[Segmentation data]
□ □ □ □

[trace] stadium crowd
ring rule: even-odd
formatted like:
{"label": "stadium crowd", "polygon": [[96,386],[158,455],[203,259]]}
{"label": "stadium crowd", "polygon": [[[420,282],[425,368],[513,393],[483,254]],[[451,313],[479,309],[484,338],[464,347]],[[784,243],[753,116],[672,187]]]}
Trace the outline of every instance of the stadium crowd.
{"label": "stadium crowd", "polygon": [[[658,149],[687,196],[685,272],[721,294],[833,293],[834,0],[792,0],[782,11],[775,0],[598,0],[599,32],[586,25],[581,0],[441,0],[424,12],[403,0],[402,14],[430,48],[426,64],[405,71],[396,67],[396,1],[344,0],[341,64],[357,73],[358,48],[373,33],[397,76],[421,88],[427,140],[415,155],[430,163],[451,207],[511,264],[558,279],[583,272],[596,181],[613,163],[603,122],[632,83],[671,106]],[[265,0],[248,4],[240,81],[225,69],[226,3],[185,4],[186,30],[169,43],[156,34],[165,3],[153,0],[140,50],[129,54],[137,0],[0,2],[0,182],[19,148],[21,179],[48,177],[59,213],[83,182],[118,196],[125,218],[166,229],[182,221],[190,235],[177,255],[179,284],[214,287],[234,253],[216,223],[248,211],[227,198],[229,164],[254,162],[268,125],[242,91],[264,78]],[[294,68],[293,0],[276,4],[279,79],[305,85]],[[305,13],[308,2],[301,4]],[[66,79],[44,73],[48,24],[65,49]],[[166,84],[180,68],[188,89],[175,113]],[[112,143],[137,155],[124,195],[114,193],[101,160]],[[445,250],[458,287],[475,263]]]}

□ □ □ □

Task to carry out.
Switch "even-odd" to "nonzero" throughout the items above and reproduce them with every other part unchanged.

Output of the exercise.
[trace] stadium crowd
ring rule: nonzero
formatted like:
{"label": "stadium crowd", "polygon": [[96,386],[158,455],[203,259]]}
{"label": "stadium crowd", "polygon": [[[420,282],[425,368],[513,393],[483,254]],[[451,313],[479,309],[484,338],[464,347]],[[784,243],[753,116],[672,187]]]}
Trace the outline of every instance of the stadium crowd.
{"label": "stadium crowd", "polygon": [[[658,149],[687,196],[685,272],[721,294],[833,293],[834,0],[792,0],[782,11],[775,0],[598,0],[599,32],[586,25],[581,0],[441,0],[424,12],[403,0],[402,14],[430,48],[426,64],[405,71],[396,67],[396,1],[344,0],[341,64],[357,73],[358,48],[373,33],[397,76],[421,88],[427,140],[415,155],[430,163],[451,207],[511,264],[558,279],[583,272],[596,181],[613,163],[603,122],[632,83],[671,106]],[[265,0],[248,4],[240,81],[225,69],[226,3],[185,4],[186,30],[169,43],[156,34],[165,3],[153,0],[140,50],[129,54],[137,0],[0,2],[0,182],[19,148],[21,179],[48,177],[59,213],[83,182],[118,196],[125,218],[166,229],[182,221],[190,235],[177,255],[179,284],[214,287],[234,253],[216,223],[248,211],[227,198],[229,164],[254,162],[268,125],[242,91],[264,78]],[[294,68],[293,0],[276,4],[279,79],[305,85]],[[305,13],[308,2],[301,4]],[[66,79],[44,73],[48,24],[65,49]],[[166,84],[180,68],[188,89],[175,113]],[[112,143],[137,155],[124,195],[114,193],[101,160]],[[445,250],[458,287],[475,263]]]}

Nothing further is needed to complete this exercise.